— Task instructions —
Replace every "Put a dot on" in the records below with "Mark", keeping everything else unchanged. Leave the pictures out of your answer.

— Supplied information —
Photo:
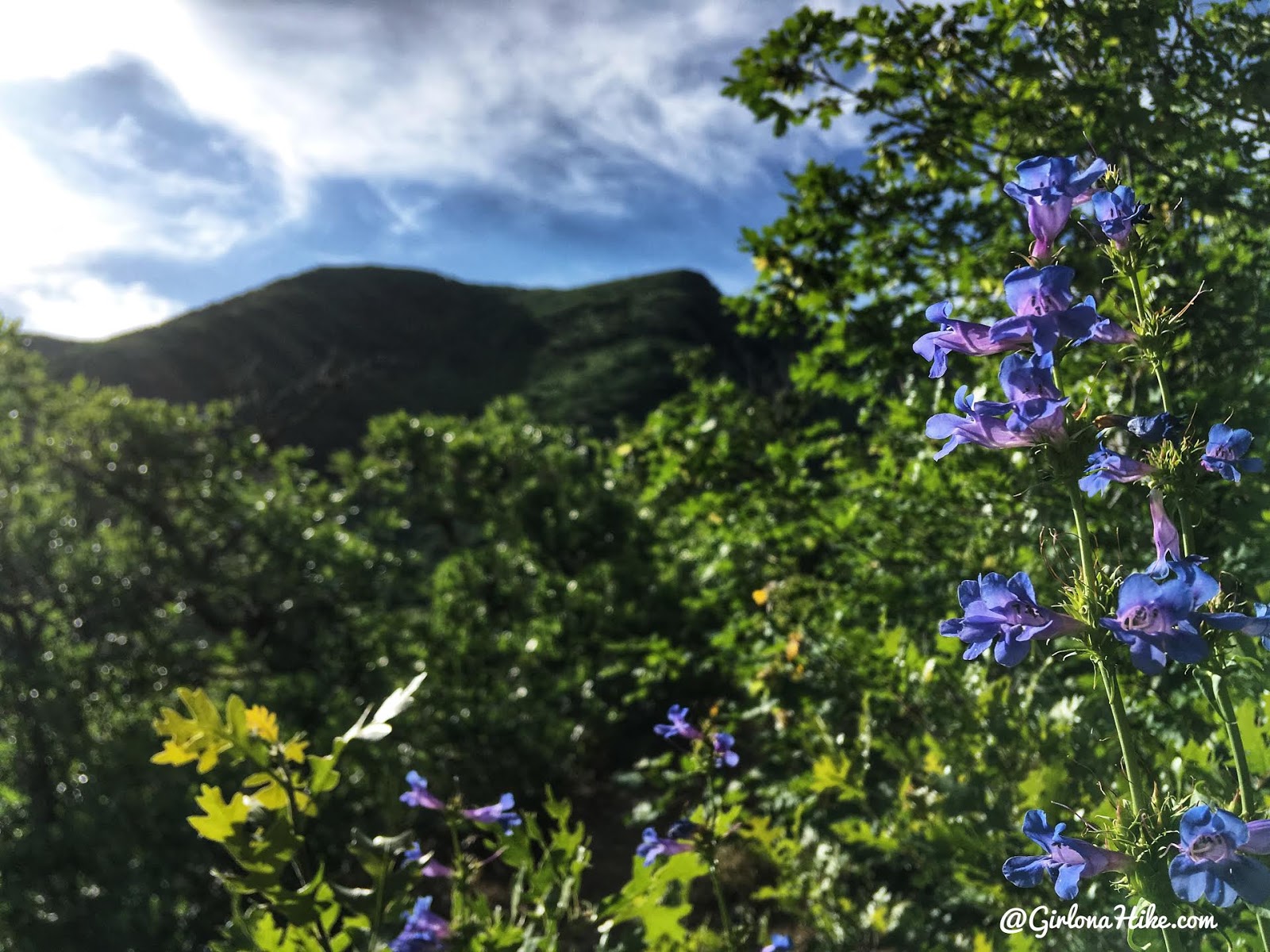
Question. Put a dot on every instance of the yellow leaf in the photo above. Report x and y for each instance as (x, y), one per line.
(175, 754)
(264, 723)
(295, 750)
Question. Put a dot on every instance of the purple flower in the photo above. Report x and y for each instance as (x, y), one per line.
(1106, 467)
(1226, 447)
(1257, 625)
(1043, 313)
(1168, 547)
(1049, 188)
(1208, 863)
(425, 931)
(1159, 622)
(654, 847)
(1118, 211)
(959, 336)
(1003, 615)
(418, 793)
(679, 725)
(683, 829)
(1035, 410)
(724, 754)
(1066, 858)
(431, 869)
(1259, 837)
(499, 812)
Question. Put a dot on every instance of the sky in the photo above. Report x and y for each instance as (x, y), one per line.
(158, 155)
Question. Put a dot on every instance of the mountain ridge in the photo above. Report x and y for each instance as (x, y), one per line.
(313, 355)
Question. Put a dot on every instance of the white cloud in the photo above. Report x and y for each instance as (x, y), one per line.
(84, 308)
(575, 106)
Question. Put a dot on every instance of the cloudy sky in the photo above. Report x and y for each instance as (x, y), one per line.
(156, 155)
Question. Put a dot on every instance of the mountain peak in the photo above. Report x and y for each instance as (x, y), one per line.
(313, 355)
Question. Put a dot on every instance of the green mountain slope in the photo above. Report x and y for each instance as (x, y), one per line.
(314, 355)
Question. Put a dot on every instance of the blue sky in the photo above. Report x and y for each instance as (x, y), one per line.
(156, 155)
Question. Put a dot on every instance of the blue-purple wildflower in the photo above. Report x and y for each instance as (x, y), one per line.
(1160, 622)
(499, 812)
(431, 869)
(418, 795)
(1066, 860)
(1049, 187)
(679, 725)
(425, 931)
(654, 847)
(1210, 862)
(1227, 447)
(1106, 467)
(1041, 301)
(956, 336)
(1034, 408)
(1003, 615)
(1168, 547)
(1117, 213)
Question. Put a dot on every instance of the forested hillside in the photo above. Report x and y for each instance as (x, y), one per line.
(311, 359)
(886, 724)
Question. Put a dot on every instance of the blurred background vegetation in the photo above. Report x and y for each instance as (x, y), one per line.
(560, 505)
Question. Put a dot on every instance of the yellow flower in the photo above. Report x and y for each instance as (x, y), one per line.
(264, 723)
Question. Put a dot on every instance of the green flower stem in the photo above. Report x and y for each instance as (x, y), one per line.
(459, 881)
(1221, 693)
(1140, 306)
(283, 774)
(1110, 682)
(1226, 708)
(711, 812)
(724, 919)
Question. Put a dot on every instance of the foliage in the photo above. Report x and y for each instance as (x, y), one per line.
(779, 562)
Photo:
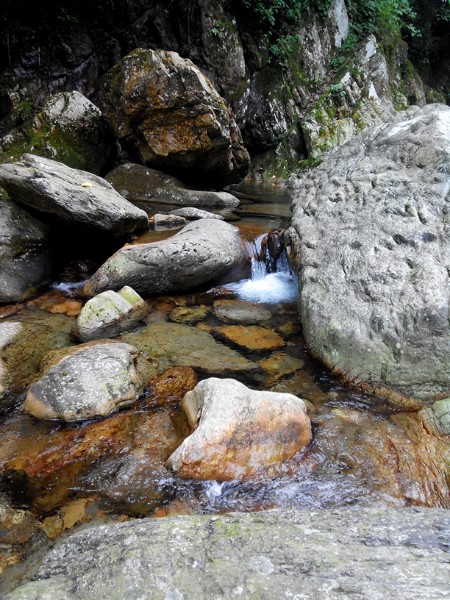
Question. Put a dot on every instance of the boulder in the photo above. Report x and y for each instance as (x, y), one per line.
(371, 244)
(24, 253)
(202, 252)
(239, 432)
(23, 344)
(146, 186)
(71, 197)
(69, 129)
(91, 381)
(110, 313)
(169, 113)
(363, 553)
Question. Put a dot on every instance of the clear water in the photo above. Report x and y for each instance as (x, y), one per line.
(354, 458)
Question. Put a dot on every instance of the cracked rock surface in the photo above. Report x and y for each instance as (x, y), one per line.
(363, 554)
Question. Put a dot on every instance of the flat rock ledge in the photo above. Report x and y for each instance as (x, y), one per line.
(70, 196)
(363, 554)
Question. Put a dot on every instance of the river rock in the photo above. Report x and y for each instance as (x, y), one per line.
(192, 214)
(138, 183)
(71, 197)
(237, 311)
(25, 263)
(200, 253)
(161, 222)
(371, 243)
(23, 344)
(91, 381)
(437, 417)
(324, 553)
(173, 344)
(69, 129)
(165, 108)
(251, 337)
(239, 432)
(110, 313)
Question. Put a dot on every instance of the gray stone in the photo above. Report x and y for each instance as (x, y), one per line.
(73, 197)
(91, 381)
(23, 344)
(370, 240)
(437, 417)
(169, 112)
(192, 214)
(24, 254)
(239, 432)
(141, 184)
(110, 313)
(69, 129)
(200, 253)
(365, 554)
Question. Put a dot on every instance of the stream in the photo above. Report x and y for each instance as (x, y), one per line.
(364, 453)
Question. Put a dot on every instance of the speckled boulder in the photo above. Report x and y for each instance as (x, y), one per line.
(24, 253)
(91, 381)
(200, 253)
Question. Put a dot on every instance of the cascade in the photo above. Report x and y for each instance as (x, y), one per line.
(271, 279)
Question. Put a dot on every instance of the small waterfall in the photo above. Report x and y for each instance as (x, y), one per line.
(271, 278)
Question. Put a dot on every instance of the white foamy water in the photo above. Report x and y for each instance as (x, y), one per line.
(272, 288)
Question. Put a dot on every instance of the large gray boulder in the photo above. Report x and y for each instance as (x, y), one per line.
(24, 253)
(365, 554)
(201, 252)
(72, 197)
(147, 187)
(165, 108)
(90, 381)
(371, 243)
(68, 128)
(239, 432)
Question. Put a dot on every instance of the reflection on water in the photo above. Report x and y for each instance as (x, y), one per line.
(363, 452)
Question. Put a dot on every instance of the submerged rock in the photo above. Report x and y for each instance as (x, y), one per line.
(25, 263)
(141, 184)
(110, 313)
(200, 253)
(251, 337)
(173, 345)
(239, 432)
(192, 214)
(72, 197)
(325, 553)
(91, 381)
(371, 245)
(168, 111)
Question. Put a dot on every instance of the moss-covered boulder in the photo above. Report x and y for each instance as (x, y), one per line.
(165, 109)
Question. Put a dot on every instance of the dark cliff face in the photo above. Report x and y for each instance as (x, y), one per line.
(46, 49)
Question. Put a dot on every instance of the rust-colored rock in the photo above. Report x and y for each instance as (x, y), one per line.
(169, 112)
(251, 337)
(173, 384)
(240, 433)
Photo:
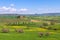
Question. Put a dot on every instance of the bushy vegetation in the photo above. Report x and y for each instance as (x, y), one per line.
(30, 28)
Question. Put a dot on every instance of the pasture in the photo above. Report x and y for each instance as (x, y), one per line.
(31, 26)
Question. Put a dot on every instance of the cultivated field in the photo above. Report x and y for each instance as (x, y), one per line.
(29, 27)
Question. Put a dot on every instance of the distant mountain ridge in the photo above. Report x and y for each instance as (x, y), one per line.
(44, 14)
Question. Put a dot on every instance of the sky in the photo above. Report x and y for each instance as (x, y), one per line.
(29, 6)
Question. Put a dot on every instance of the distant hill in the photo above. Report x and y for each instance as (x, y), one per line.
(44, 14)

— Exercise answer —
Photo:
Question. Mark every instance of the yellow leaf in the photo above. Report x and y for each instance as (x, y), one per line.
(175, 754)
(264, 723)
(295, 750)
Question. Mark every instance of the purple flower in the photo above. Report x and y for each instance as (x, y), one per line.
(1106, 467)
(1226, 447)
(1257, 625)
(1043, 313)
(1168, 547)
(1049, 188)
(1208, 863)
(425, 931)
(1159, 622)
(654, 847)
(1118, 211)
(959, 336)
(1003, 615)
(418, 793)
(679, 725)
(683, 829)
(1035, 410)
(724, 754)
(1066, 858)
(431, 869)
(1259, 837)
(499, 812)
Question. Mark every instance of the sky in the photo above. Report x and y for each instance as (x, y), one per line.
(158, 155)
Question. Mark every instance of the mountain ridge in the photo above. Report x and y for each instance as (x, y), one per line.
(313, 355)
Question. Mark every instance of the white cloud in the photo above. Report x and y for each instance as (x, y), one per line.
(84, 308)
(575, 106)
Question. Mark every instance of the cloudy sky in the photo above. Report x and y for each instance as (x, y), one per line.
(156, 155)
Question. Mark every instance of the mountain peak in the photo above. Report x and y for each instance as (x, y), one per line.
(313, 355)
Question. Mark every instance of the green mountain slope in the photo above. Report x and y for each instance as (x, y), one per line.
(314, 355)
Question. Mark every instance of the blue sky in the photo above. Report x and y for each instance as (x, y), one per line.
(156, 155)
Question. Mark every instance of the blue-purple wildflower in the photo above. Report x and y for each instance as (x, y), one per line.
(1160, 622)
(499, 812)
(431, 869)
(418, 795)
(1066, 860)
(1049, 187)
(679, 725)
(425, 931)
(654, 847)
(1210, 862)
(1227, 447)
(1106, 467)
(1041, 301)
(956, 336)
(1034, 408)
(1003, 615)
(1168, 547)
(1117, 213)
Question. Mark every instance of the forested hillside in the photo above. Report x and y for each instance as (x, y), one per line.
(311, 359)
(886, 724)
Question. Mark every instance of the blurred background vegetation in the photo above. Report x and y for each instance as (x, y), one per line.
(560, 505)
Question. Mark every instance of the yellow flower in the photo above. Report x and y for each instance as (x, y), one per line.
(264, 723)
Question. Mark every instance of the green flower stem in the photo above. Report x and y for each instance as (x, y), one per line.
(459, 881)
(1221, 693)
(1140, 306)
(283, 774)
(1110, 682)
(1226, 708)
(711, 812)
(724, 919)
Question. Mark every instance of the foliage in the photo above. Report x and y for each instance as (x, y), one per line.
(779, 562)
Photo:
Question. Mark every instance of the boulder in the photo above. Report x and y for each instance as (x, y), one per line.
(371, 244)
(24, 253)
(202, 252)
(239, 432)
(23, 344)
(146, 186)
(71, 197)
(69, 129)
(91, 381)
(110, 313)
(169, 113)
(363, 553)
Question. Mark every instance of the clear water in the photo above. Report x and y for each instance as (x, y), one per line.
(354, 458)
Question. Mark every instance of the cracked rock surface in the photo above. Report x and y for each instance as (x, y), one per line.
(363, 554)
Question. Mark every instance of the flat rock ledge in the photo above. Report x and y for each instance as (x, y), one per line.
(70, 196)
(363, 554)
Question. Mark every instance of the river rock in the photo above. Report x and y for each instance as (x, y), one per line.
(192, 214)
(138, 183)
(71, 197)
(237, 311)
(25, 263)
(200, 253)
(161, 222)
(371, 243)
(23, 344)
(91, 381)
(437, 417)
(324, 553)
(173, 344)
(69, 129)
(165, 108)
(251, 337)
(239, 432)
(110, 313)
Question. Mark every instance of the gray stone in the photo above. Report x and y for each instance as (x, y), one per line.
(73, 197)
(91, 381)
(23, 344)
(370, 240)
(437, 417)
(169, 112)
(192, 214)
(24, 254)
(239, 432)
(141, 184)
(110, 313)
(69, 129)
(200, 253)
(365, 554)
Question. Mark every instance of the stream in the photo above. Report x and y for each instance as (x, y), one per line.
(364, 453)
Question. Mark every instance of the speckled boulder in the photo above. Report x and y for each instance as (x, y), one per line.
(24, 253)
(91, 381)
(200, 253)
Question. Mark every instance of the cascade in the photo above. Report x and y for each instance as (x, y), one per line.
(271, 279)
Question. Mark every instance of the small waterfall in the photo above. Report x and y for each instance as (x, y), one per line.
(271, 278)
Question. Mark every instance of the white foamy water in the photo above. Report x and y for each instance as (x, y), one per line.
(272, 288)
Question. Mark every instance of the large gray boulder in the photo above. Report x and y for each instance as (x, y), one per line.
(24, 253)
(365, 554)
(201, 252)
(72, 197)
(147, 187)
(165, 108)
(90, 381)
(371, 243)
(68, 128)
(239, 432)
Question. Mark every instance of the reflection on water in the photo above. Report x and y for each instance as (x, y), one per line.
(363, 452)
Question. Mark every instance of the submerged rock in the photo above. Report x and y for each instance as (x, y), one per line.
(25, 263)
(141, 184)
(110, 313)
(200, 253)
(251, 337)
(173, 345)
(239, 432)
(192, 214)
(72, 197)
(325, 553)
(91, 381)
(371, 245)
(168, 111)
Question. Mark every instance of the moss-covered boulder in the photo above. Report x and y for each instance as (x, y), one per line.
(165, 109)
Question. Mark every instance of the dark cliff face in the photo above. Report x and y for each instance as (x, y), one per line.
(46, 49)
Question. Mark every instance of the rust-colored rock in the photo above. Report x and y for each instance as (x, y), one per line.
(169, 112)
(251, 337)
(173, 384)
(240, 433)
Photo:
Question. Mark every instance of the bushy vegetation in the photo above. Report x and y for each instance as (x, y), one per line.
(30, 28)
Question. Mark every instance of the pasture in the photo above. Report x and y for each instance as (x, y), one per line.
(31, 26)
Question. Mark every instance of the cultivated field in the photo above. Report x and y for each instance as (x, y), one per line.
(29, 27)
Question. Mark every instance of the distant mountain ridge in the photo above. Report x and y for each instance as (x, y), one per line.
(44, 14)
Question. Mark every instance of the sky in the photo above. Report x and y for each instance as (x, y), one per line.
(29, 6)
Question. Mark every instance of the distant hill in the photo above. Report x and y for each instance as (x, y), one per line.
(44, 14)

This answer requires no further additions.